* Prompt
List each line of the data below that has the word "vertical" in it. Match case exactly.

═════ Records to process ═════

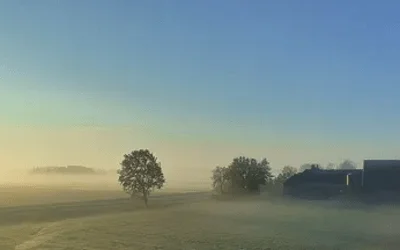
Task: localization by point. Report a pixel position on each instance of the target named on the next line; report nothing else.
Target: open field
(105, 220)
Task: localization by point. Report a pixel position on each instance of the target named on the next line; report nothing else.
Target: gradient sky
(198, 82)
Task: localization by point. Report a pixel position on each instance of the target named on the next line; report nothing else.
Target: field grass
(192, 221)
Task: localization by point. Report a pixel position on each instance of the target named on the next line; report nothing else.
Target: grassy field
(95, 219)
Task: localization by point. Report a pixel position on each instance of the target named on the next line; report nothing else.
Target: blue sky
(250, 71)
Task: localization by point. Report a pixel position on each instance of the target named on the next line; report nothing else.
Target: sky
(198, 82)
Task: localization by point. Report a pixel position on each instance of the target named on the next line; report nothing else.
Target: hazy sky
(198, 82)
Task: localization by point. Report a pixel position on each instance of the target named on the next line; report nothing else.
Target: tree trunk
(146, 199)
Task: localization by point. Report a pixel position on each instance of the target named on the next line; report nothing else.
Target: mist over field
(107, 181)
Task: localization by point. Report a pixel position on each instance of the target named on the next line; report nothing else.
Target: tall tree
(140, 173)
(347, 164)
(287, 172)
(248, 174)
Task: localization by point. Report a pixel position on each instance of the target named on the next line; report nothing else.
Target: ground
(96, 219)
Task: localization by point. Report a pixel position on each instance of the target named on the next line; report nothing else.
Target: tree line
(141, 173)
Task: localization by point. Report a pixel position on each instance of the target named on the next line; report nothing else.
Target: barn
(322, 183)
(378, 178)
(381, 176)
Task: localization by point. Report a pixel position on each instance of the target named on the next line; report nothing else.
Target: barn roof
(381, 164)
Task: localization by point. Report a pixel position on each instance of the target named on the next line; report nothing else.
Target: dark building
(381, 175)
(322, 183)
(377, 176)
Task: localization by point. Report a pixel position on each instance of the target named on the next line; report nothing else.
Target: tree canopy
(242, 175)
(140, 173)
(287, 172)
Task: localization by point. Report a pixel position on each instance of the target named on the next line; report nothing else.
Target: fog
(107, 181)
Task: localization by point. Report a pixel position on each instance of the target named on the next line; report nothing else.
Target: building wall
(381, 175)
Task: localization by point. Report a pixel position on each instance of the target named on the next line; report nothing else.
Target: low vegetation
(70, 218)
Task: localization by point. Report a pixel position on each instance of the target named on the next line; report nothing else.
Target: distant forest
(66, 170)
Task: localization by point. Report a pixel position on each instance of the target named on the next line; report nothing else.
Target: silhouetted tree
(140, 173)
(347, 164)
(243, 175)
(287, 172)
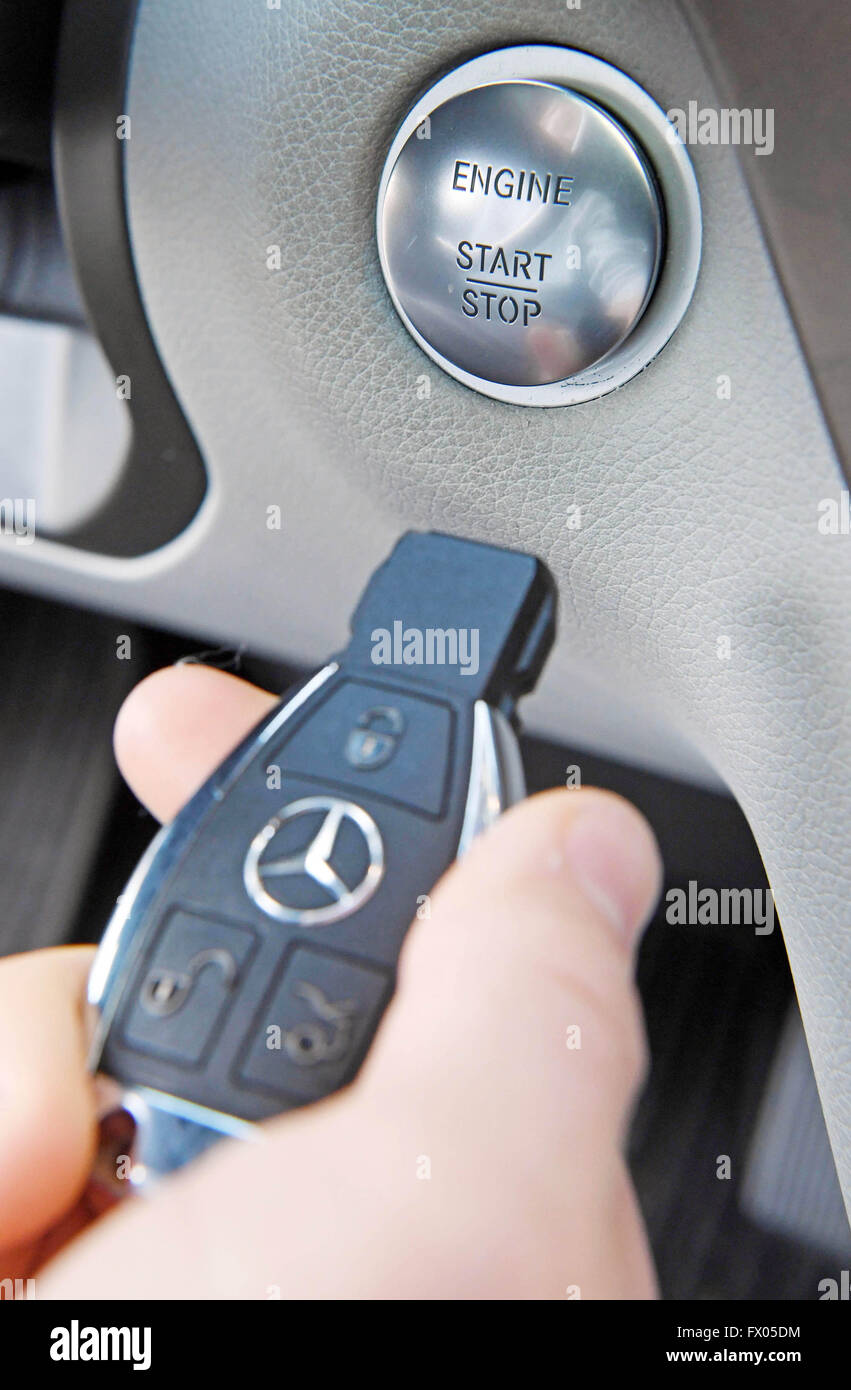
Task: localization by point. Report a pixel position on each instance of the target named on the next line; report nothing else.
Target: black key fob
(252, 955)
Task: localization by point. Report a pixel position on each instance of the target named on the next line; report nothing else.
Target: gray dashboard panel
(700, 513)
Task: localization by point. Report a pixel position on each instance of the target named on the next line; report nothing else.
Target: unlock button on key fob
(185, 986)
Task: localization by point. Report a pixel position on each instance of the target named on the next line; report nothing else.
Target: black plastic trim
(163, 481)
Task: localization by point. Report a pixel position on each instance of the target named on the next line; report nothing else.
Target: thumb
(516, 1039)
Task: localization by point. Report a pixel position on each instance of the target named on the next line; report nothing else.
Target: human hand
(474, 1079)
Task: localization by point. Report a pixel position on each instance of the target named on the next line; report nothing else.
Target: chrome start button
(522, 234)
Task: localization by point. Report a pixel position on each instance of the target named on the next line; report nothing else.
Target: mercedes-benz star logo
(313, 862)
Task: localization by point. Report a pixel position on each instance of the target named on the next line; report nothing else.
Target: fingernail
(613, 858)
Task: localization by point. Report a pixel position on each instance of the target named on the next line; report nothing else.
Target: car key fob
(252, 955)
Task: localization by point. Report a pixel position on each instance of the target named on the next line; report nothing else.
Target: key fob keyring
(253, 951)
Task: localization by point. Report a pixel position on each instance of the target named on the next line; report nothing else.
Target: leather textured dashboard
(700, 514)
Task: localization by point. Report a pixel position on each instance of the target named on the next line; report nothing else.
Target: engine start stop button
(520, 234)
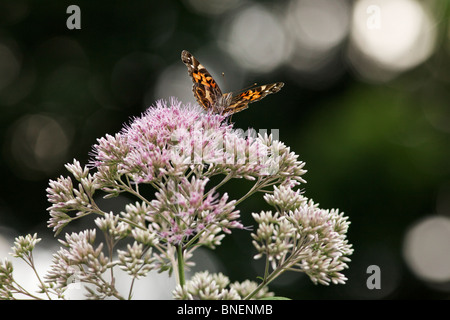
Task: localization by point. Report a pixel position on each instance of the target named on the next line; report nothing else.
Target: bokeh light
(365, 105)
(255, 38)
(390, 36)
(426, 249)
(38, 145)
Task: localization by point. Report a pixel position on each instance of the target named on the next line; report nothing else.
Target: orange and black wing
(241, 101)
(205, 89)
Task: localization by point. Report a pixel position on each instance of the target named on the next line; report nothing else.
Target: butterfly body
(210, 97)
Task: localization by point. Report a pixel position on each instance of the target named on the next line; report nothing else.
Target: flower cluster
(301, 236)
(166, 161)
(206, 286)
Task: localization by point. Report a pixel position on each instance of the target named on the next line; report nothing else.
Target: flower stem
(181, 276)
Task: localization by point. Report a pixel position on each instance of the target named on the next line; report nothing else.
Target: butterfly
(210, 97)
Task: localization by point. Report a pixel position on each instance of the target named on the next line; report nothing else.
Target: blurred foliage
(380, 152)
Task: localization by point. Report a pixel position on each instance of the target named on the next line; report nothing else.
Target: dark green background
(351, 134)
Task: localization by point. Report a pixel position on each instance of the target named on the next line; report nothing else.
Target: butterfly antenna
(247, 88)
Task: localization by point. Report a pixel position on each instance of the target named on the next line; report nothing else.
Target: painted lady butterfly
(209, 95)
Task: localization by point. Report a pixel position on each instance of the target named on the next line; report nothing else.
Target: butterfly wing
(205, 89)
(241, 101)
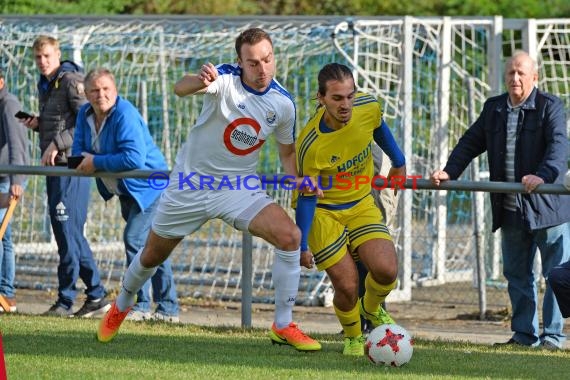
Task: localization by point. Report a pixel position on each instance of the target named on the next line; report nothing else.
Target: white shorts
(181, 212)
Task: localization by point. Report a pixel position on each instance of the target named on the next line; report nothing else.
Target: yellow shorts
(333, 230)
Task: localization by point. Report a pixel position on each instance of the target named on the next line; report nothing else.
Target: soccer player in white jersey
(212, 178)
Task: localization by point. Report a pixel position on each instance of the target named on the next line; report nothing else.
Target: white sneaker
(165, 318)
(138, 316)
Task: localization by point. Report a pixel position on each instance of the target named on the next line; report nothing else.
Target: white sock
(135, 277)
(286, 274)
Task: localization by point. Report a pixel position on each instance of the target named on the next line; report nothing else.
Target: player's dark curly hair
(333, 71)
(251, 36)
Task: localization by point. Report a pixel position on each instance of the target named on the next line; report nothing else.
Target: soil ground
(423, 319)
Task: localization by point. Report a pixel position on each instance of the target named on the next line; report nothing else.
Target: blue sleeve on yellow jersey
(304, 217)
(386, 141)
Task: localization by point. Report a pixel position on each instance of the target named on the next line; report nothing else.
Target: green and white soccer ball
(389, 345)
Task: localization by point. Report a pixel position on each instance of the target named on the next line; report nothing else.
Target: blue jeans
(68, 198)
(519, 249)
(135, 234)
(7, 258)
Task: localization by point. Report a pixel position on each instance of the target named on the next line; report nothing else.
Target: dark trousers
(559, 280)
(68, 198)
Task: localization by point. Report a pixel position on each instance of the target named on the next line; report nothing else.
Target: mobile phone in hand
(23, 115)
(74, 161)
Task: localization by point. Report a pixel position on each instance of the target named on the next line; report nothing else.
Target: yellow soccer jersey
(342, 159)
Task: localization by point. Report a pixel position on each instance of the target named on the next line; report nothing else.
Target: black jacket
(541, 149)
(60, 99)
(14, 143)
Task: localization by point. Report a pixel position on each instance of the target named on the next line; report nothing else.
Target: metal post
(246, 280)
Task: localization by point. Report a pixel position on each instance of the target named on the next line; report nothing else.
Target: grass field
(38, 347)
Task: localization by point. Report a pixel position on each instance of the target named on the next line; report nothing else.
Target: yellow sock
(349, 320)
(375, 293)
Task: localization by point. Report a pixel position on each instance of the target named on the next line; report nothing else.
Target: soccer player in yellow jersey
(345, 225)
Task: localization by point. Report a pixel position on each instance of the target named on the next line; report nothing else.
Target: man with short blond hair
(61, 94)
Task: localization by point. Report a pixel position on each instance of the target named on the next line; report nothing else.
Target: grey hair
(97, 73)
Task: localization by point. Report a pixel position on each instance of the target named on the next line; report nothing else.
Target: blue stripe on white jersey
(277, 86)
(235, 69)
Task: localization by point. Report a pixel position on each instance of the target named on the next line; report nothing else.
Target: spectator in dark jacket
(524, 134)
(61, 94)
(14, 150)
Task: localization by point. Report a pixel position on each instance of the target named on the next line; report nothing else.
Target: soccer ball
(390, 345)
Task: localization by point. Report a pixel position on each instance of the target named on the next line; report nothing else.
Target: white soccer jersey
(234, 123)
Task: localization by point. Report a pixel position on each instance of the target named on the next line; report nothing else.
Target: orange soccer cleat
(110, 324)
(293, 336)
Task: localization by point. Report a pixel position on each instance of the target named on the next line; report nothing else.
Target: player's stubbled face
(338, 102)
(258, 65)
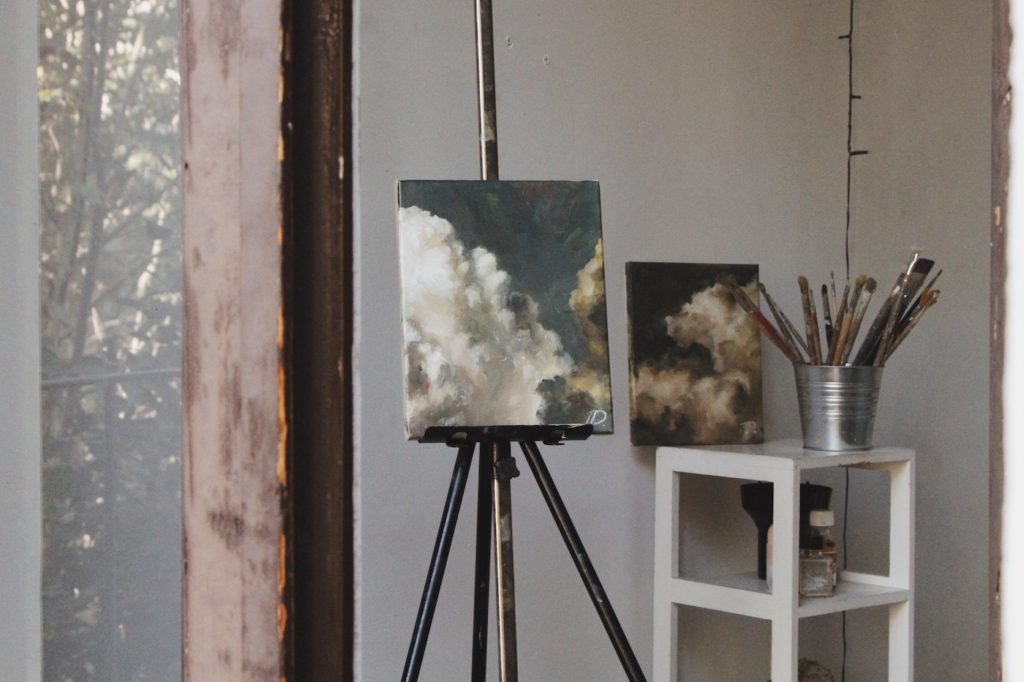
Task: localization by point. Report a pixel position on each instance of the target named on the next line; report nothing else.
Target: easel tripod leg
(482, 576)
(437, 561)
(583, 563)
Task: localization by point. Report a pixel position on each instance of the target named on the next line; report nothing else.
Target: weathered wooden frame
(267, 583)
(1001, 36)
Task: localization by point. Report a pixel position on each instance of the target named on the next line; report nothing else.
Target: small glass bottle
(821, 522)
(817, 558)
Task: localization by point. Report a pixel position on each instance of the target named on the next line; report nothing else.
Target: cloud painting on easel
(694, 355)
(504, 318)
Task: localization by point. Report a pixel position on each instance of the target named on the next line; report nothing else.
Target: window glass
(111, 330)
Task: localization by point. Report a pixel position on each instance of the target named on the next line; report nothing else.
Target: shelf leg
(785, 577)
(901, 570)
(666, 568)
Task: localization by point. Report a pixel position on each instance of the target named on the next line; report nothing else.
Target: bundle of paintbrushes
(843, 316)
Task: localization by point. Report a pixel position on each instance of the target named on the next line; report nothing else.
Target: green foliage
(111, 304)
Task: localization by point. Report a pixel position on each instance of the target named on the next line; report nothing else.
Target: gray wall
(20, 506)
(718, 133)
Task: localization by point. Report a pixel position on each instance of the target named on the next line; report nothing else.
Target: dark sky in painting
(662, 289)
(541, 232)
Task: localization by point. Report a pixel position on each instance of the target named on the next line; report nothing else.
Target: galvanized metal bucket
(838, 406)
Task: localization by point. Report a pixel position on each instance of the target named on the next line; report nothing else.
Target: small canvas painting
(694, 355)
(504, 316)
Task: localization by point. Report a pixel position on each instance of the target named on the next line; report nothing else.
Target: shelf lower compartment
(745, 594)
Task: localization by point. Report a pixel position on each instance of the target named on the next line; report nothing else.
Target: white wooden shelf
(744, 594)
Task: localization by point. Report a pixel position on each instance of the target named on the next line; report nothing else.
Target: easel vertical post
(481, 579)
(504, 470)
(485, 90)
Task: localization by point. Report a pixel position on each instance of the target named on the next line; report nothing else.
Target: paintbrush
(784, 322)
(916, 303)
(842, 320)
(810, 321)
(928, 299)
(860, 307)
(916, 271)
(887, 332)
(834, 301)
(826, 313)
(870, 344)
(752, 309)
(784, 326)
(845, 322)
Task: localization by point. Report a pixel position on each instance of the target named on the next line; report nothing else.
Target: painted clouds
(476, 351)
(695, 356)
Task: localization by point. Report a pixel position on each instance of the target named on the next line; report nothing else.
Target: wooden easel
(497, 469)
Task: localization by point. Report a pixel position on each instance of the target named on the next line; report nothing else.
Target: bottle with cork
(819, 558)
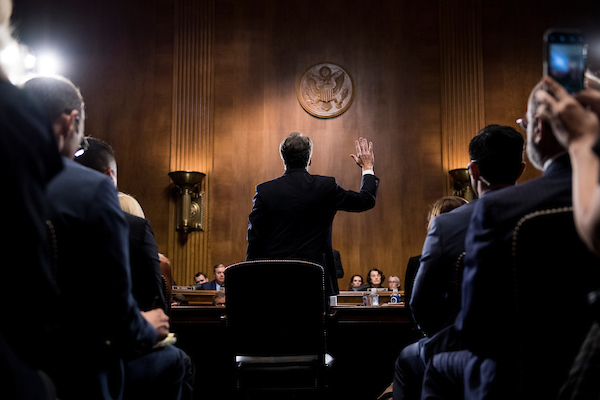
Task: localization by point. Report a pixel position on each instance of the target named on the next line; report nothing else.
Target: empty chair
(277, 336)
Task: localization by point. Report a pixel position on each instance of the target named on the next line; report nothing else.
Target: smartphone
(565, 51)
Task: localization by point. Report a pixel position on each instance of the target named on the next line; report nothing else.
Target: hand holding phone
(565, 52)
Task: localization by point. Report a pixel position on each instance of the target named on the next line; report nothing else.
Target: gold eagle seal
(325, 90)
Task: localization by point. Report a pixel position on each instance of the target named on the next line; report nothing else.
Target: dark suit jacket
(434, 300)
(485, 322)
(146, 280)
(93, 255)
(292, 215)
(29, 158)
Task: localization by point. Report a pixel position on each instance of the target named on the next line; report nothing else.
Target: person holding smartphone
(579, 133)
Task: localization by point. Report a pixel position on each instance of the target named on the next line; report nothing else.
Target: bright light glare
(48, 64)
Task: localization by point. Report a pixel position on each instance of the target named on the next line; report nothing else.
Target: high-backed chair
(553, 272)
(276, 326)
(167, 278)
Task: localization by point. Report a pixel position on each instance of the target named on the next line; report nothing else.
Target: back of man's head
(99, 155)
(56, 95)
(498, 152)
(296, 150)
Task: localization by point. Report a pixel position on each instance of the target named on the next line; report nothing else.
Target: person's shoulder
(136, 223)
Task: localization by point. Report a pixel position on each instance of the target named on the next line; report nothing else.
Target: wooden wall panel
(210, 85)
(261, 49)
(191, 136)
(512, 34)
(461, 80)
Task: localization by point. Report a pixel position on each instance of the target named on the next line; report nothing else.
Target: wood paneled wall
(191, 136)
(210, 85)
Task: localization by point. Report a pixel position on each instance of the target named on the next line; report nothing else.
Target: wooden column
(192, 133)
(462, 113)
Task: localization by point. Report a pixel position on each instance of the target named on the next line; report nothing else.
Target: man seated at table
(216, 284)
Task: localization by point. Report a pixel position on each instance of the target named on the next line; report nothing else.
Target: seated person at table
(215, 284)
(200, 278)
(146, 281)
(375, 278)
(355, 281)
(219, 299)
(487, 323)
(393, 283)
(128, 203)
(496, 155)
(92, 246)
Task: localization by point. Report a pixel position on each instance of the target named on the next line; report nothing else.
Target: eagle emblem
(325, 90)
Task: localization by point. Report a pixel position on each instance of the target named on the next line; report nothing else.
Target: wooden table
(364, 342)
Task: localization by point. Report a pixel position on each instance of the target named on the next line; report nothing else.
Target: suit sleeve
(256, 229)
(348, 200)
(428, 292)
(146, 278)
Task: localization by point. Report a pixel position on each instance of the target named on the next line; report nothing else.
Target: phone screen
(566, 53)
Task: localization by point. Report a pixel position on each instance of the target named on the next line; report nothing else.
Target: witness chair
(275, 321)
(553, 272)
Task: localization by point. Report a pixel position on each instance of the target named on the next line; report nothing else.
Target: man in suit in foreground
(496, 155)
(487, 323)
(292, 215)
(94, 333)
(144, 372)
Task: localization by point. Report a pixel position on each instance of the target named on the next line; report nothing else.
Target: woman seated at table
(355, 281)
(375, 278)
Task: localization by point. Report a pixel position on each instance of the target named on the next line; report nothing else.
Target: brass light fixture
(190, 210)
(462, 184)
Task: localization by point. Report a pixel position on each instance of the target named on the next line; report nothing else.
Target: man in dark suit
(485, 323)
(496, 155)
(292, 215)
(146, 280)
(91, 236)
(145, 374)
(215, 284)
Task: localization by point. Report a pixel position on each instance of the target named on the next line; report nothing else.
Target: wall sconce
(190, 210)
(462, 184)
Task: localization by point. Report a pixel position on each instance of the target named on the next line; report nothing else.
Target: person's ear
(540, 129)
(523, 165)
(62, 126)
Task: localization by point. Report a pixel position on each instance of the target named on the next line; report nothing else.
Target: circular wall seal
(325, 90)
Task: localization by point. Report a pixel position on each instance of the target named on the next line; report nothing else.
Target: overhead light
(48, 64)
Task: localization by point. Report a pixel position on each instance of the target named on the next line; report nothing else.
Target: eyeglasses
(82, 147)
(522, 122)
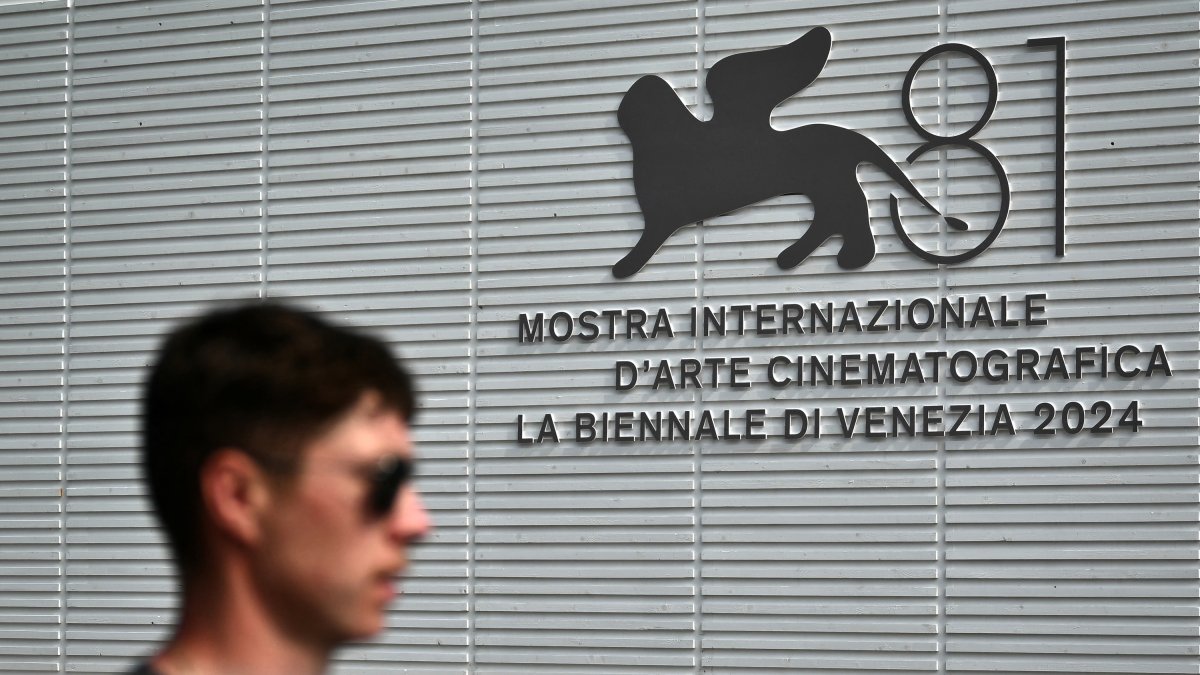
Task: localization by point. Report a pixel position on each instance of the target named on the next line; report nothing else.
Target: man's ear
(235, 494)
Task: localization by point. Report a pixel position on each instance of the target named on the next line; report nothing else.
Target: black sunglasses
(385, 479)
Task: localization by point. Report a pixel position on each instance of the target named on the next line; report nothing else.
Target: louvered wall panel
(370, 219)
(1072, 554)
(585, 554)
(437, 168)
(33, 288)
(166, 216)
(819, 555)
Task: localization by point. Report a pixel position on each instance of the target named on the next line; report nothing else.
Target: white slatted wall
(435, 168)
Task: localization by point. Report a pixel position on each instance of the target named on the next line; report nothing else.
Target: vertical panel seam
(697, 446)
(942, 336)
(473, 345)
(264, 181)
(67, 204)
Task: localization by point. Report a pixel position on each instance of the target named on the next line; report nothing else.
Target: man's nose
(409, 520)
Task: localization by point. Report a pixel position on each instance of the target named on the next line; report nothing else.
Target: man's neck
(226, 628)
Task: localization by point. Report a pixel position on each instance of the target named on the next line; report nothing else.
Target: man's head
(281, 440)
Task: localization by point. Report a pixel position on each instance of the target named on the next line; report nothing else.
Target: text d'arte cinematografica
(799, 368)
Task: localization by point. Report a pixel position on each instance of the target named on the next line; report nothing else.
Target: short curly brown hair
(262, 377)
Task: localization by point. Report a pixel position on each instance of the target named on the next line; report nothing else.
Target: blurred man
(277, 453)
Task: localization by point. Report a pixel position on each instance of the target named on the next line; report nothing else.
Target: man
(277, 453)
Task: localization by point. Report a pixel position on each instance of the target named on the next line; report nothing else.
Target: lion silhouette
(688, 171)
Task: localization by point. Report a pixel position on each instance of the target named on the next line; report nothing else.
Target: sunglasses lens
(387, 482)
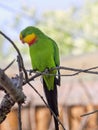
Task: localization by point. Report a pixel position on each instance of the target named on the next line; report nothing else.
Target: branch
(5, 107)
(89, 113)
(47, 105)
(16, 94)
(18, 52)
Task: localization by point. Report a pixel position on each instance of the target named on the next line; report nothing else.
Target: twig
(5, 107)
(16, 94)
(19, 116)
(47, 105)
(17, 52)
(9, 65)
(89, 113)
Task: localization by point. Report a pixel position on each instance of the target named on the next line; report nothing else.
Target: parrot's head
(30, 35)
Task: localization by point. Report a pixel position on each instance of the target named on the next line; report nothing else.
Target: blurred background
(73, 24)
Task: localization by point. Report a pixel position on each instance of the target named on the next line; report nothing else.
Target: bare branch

═════

* Exercise response
Target: easel vertical post
Target: vertical panel seam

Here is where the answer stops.